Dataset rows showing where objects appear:
========

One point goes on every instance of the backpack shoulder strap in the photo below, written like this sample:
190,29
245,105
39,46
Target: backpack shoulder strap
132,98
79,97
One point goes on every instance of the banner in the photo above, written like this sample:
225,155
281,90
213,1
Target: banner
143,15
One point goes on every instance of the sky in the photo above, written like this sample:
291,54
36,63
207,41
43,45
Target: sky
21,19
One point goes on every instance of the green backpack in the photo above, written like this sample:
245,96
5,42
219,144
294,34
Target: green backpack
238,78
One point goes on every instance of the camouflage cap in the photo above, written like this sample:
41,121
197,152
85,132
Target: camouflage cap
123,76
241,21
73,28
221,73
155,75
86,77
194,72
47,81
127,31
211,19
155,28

========

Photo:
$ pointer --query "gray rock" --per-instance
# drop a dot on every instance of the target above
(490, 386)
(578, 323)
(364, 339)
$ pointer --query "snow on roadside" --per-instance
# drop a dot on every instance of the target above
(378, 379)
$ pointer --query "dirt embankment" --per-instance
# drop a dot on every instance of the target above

========

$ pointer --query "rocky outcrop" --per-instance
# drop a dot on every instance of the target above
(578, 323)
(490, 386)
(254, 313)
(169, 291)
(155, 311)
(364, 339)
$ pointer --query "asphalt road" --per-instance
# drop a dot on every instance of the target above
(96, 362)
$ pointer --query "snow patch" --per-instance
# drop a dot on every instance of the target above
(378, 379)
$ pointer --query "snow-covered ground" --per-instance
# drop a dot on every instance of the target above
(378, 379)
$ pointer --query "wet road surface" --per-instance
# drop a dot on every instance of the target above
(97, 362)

========

• [The problem]: Gather every line in the records above that contains the string "goes". Treat uppercase and lowercase letters as distinct.

• [Exercise solution]:
One point goes on every instance of the backpack shoulder strap in the photo below, written like this sample:
One point goes on every instance of the banner in the photo above, written like this sample:
One point goes on every instance of the sky in the photo above, written like this sample:
One point goes on every instance of the green backpack in the photo above, written like this sample:
One point goes on every instance of the camouflage cap in the photo above, written like this sample:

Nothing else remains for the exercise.